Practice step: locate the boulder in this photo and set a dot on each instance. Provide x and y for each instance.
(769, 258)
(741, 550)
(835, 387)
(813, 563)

### Exercise requirements
Rewrite the material with "boulder" swapped for "rock" and everything else left unchanged.

### Worked answer
Practice step: locate the rock in this photo and set a dot on each instance. Provide x and y for each instance.
(769, 258)
(741, 550)
(835, 387)
(813, 563)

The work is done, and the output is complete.